== Records supplied

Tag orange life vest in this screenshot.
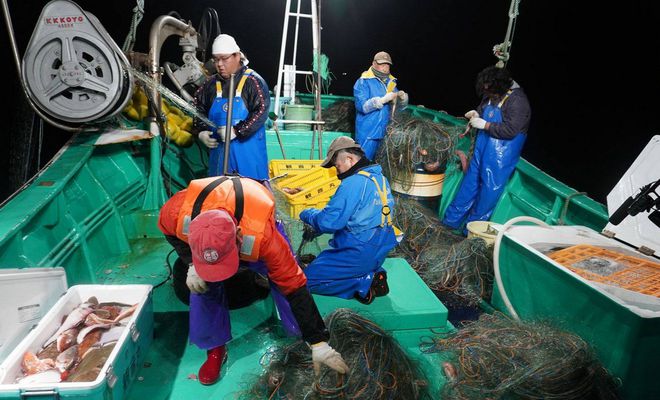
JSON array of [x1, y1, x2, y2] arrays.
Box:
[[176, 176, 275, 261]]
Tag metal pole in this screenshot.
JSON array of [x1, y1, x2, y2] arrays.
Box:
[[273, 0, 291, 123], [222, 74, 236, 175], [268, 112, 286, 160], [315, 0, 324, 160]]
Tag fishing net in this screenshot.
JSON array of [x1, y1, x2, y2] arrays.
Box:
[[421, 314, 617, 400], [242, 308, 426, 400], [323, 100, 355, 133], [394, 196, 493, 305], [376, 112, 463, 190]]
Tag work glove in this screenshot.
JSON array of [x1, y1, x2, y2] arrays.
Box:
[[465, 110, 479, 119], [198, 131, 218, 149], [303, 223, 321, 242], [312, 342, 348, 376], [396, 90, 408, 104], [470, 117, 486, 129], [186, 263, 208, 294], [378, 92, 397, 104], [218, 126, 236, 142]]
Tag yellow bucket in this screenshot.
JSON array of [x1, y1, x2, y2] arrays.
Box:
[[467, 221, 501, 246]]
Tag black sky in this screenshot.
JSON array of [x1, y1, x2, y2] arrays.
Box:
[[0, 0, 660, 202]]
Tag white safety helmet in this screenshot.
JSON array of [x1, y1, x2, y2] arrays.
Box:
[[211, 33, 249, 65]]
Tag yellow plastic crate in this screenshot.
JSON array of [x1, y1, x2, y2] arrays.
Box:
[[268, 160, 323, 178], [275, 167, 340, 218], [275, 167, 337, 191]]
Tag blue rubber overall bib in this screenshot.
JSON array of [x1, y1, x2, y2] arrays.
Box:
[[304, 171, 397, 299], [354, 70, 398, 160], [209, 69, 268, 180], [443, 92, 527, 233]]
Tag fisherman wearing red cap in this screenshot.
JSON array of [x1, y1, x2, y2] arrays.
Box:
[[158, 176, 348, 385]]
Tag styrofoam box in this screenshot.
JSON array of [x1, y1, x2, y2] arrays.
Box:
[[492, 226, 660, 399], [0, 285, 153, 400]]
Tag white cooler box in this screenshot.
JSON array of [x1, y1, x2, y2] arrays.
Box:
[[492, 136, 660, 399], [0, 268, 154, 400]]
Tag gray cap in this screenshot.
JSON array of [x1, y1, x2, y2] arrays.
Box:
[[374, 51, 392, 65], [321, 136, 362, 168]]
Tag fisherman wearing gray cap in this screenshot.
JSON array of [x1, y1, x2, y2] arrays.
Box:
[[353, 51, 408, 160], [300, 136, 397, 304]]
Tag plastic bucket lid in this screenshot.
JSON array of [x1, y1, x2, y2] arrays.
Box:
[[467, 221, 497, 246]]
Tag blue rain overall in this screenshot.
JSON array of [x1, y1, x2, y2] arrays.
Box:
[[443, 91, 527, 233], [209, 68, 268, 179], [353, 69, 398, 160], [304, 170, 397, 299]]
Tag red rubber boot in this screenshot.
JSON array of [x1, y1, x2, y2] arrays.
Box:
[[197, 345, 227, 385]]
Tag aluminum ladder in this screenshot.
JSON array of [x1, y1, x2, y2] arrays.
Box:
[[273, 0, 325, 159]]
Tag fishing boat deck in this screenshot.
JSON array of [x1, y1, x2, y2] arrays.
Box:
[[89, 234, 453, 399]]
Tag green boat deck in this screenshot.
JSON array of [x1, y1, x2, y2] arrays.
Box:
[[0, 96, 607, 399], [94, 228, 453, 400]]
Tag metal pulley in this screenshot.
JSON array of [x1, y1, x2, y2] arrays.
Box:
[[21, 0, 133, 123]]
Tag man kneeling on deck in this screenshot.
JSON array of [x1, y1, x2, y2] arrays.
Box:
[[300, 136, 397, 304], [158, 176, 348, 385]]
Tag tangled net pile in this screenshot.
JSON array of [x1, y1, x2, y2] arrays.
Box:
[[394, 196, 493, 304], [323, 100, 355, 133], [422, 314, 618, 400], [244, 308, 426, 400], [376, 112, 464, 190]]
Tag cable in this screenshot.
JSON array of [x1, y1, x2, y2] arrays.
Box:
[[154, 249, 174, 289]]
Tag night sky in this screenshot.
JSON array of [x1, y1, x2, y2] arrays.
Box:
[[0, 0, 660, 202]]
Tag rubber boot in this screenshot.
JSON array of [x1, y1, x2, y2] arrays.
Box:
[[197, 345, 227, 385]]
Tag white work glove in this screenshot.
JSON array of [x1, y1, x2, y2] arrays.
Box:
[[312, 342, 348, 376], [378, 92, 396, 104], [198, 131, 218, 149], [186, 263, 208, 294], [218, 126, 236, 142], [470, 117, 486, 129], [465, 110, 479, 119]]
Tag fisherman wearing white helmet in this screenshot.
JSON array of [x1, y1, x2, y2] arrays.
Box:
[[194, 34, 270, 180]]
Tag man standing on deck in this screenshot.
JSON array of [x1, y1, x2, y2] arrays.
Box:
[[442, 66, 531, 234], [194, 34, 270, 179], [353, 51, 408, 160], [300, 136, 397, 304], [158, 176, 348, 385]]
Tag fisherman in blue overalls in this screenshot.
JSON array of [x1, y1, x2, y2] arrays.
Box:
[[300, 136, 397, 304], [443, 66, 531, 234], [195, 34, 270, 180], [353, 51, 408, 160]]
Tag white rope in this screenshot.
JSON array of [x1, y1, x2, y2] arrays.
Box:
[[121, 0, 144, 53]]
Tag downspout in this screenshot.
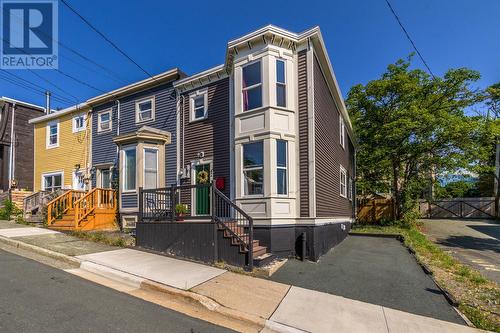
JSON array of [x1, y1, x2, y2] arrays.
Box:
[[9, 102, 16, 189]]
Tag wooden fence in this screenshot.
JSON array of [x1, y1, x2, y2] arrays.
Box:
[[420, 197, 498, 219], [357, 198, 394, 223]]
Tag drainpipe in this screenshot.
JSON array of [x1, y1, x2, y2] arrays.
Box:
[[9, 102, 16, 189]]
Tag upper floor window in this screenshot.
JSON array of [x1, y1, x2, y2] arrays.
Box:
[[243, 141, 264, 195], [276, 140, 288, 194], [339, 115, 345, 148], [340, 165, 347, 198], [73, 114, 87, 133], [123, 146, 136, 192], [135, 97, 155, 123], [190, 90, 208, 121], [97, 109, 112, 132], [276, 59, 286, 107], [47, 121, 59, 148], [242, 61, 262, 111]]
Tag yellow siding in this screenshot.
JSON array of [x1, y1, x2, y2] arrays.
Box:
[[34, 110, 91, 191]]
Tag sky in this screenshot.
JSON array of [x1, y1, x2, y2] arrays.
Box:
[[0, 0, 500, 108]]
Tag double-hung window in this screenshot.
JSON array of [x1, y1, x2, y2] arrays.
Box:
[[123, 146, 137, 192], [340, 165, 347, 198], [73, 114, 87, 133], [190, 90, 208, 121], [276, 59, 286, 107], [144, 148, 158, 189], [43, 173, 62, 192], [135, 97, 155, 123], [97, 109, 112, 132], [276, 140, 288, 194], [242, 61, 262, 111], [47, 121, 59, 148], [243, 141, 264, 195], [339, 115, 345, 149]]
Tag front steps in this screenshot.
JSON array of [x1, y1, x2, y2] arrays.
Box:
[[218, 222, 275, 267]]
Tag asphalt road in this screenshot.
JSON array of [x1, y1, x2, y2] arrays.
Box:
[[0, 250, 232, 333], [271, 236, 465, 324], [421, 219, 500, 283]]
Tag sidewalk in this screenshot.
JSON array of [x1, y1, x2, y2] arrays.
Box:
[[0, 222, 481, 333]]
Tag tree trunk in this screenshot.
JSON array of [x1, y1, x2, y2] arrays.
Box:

====

=== Problem to solve ===
Rewrite all of the data above with every "screenshot" changed to "image" and everything else left as is. Leave the pictures out.

=== Exercise solution ===
Tag orange life vest in this image.
JSON array of [x1, y1, x2, y2] arrays.
Box:
[[176, 176, 275, 261]]
Tag metal pole in this image.
JSON array of [x1, y1, x2, y2] arrays.
Box:
[[273, 0, 291, 123], [222, 74, 236, 175], [268, 112, 286, 160], [315, 0, 324, 160]]
Tag fishing net in this image.
JSON array of [x1, y1, x2, y2] arrays.
Box:
[[421, 314, 617, 400], [242, 308, 426, 400], [323, 100, 355, 133], [394, 196, 493, 305], [376, 112, 463, 190]]
Tag work glove in this image.
JSON array of [x1, y1, x2, y2] arrays.
Box:
[[465, 110, 479, 119], [198, 131, 218, 149], [303, 223, 321, 242], [312, 342, 348, 376], [396, 90, 408, 104], [470, 117, 486, 129], [186, 263, 208, 294], [378, 92, 397, 104], [218, 126, 236, 142]]
Tag yellow bucket in this image.
JSON array of [x1, y1, x2, y2] arrays.
Box:
[[467, 221, 501, 246]]
Tag black sky in this image.
JSON array of [x1, y1, x2, y2] arrays.
Box:
[[0, 0, 660, 202]]
Tag white safety helmet in this image.
JSON array of [x1, y1, x2, y2] arrays.
Box:
[[211, 33, 249, 65]]
Tag yellow plastic crate in this image.
JSON array of [x1, y1, x2, y2] arrays.
Box:
[[268, 160, 323, 178], [275, 167, 340, 218], [275, 167, 337, 191]]
Tag blue rubber overall bib in this image.
JSON array of [x1, y1, x2, y2] arrays.
Box:
[[304, 171, 397, 299], [354, 70, 398, 160], [209, 69, 268, 180], [443, 92, 527, 233]]
Tag fisherman wearing red cap in this image.
JSON array of [x1, y1, x2, y2] arrays.
Box:
[[158, 176, 348, 385]]
Tag styrofoam box in this image.
JSON array of [x1, y1, x2, y2] arrays.
Box:
[[492, 226, 660, 399], [0, 285, 153, 400]]
Tag white cooler box in this image.
JSON array of [x1, y1, x2, y2] arrays.
Box:
[[492, 136, 660, 399], [0, 268, 154, 400]]
Tag gray cap in this image.
JSON array of [x1, y1, x2, y2] arrays.
Box:
[[374, 51, 392, 65], [321, 136, 362, 168]]
Tag fisherman wearing gray cap in this image.
JSON array of [x1, y1, x2, y2] arrays.
Box:
[[353, 51, 408, 160], [300, 136, 397, 304]]
Tag plastic bucket lid in this image.
JSON array of [x1, y1, x2, y2] arrays.
Box:
[[467, 221, 497, 246]]
Tag blue rain overall in this image.
JSON array of [x1, y1, x2, y2] arrays.
Box:
[[443, 91, 527, 233], [209, 68, 268, 179], [353, 69, 398, 160], [304, 170, 397, 299]]
Tag red rubber boot in this image.
JSON array of [x1, y1, x2, y2] arrays.
Box:
[[197, 345, 227, 385]]
Tag aluminum ladder in this image.
JSON array of [x1, y1, x2, y2] arrays.
Box:
[[273, 0, 325, 159]]
Tag fishing boat deck in this image.
JSON array of [x1, y1, x2, y2] arrays.
Box:
[[89, 234, 453, 399]]
Tag green boat deck in this image.
JSON array of [x1, y1, x2, y2] arrays.
Box:
[[0, 96, 607, 399], [94, 228, 453, 400]]
Tag metal pulley in this image.
JSON array of [x1, y1, x2, y2] arrays.
Box:
[[21, 0, 133, 123]]
Tag man kneeling on deck in this image.
JSON array of [x1, y1, x2, y2] arrays.
Box:
[[300, 136, 397, 304], [158, 176, 348, 385]]
Tag tangled net pile in this image.
JSON array of [x1, y1, x2, y2] arrays.
Box:
[[394, 196, 493, 304], [323, 100, 355, 133], [422, 314, 618, 400], [244, 308, 426, 400], [376, 112, 464, 190]]
Tag cable in this image.
JSON array of [x1, y1, x2, y2] arrays.
Box:
[[154, 249, 174, 289]]
Tag night sky in this image.
JSON array of [x1, y1, x2, y2] arrays.
Box:
[[0, 0, 660, 202]]
Tag rubber boot in this image.
JSON array of [x1, y1, x2, y2] arrays.
Box:
[[197, 345, 227, 385]]
Tag white work glove in this image.
JSON array of [x1, y1, x2, y2] arrays.
Box:
[[312, 342, 348, 376], [378, 92, 396, 104], [198, 131, 218, 149], [186, 263, 208, 294], [218, 126, 236, 142], [470, 117, 486, 129], [465, 110, 479, 119]]
Tag fisherman wearing white helmet in this image.
JSON array of [x1, y1, x2, y2] arrays.
Box:
[[194, 34, 270, 180]]
Tag man standing on deck in this image.
JSON array of [x1, y1, x2, y2] arrays.
Box:
[[442, 66, 531, 234], [194, 34, 270, 179], [353, 51, 408, 160], [300, 136, 397, 304], [158, 176, 348, 385]]
Tag fisherman in blue overalls in this image.
JSON array of [x1, y1, x2, y2] arrays.
Box:
[[300, 136, 397, 304], [443, 66, 531, 234], [195, 34, 270, 180], [353, 51, 408, 160]]
Tag white rope in this image.
JSON array of [x1, y1, x2, y2] arrays.
Box:
[[121, 0, 144, 53]]
Tag downspout in this image.
JSON array of [x1, y1, x2, y2] arrays.
Box:
[[9, 102, 16, 189]]
Tag wooden fence in this image.
JSON array of [x1, y1, x2, y2] arrays.
Box:
[[420, 197, 498, 219], [357, 198, 394, 223]]
Tag drainpipe in this image.
JSON array of [x1, y1, x2, y2] arrays.
Box:
[[9, 102, 16, 189]]
Tag upper floor window in this image.
JSON array of [x1, y1, x2, y2] arrays.
Box:
[[243, 141, 264, 195], [276, 140, 288, 194], [339, 115, 345, 148], [340, 165, 347, 198], [73, 114, 87, 133], [123, 146, 136, 192], [135, 97, 155, 123], [190, 90, 208, 121], [97, 109, 112, 132], [276, 59, 286, 107], [47, 121, 59, 148], [242, 61, 262, 111]]
Tag yellow siding in this image.
JSON array of [x1, y1, x2, y2] arrays.
Box:
[[34, 110, 91, 191]]
Tag sky in this image.
JSON array of [x1, y1, x2, y2] arrays.
Box:
[[0, 0, 500, 108]]
Tag double-hung window in this image.
JSON array of [x1, y1, x2, y2] arrays.
Box:
[[123, 146, 137, 192], [340, 165, 347, 198], [73, 114, 87, 133], [190, 90, 208, 121], [276, 59, 286, 107], [144, 148, 158, 189], [43, 173, 62, 192], [135, 97, 155, 123], [97, 109, 112, 132], [276, 140, 288, 194], [242, 61, 262, 111], [47, 121, 59, 148], [243, 141, 264, 195], [339, 115, 345, 149]]
Tag front steps in this image.
JSON array of [x1, y1, x2, y2] arrays.
Box:
[[218, 222, 275, 267]]
Tag asphalt road in this image.
JSON array of [x1, y1, x2, y2] arrays.
Box:
[[0, 250, 232, 333], [271, 236, 465, 324], [421, 219, 500, 283]]
Tag sidewalk in this image.
JSON array of [x1, y1, x2, y2] arrays.
Box:
[[0, 222, 481, 333]]
Tag tree trunk in this image.
JSON array of [x1, y1, x2, y2] arrays.
Box:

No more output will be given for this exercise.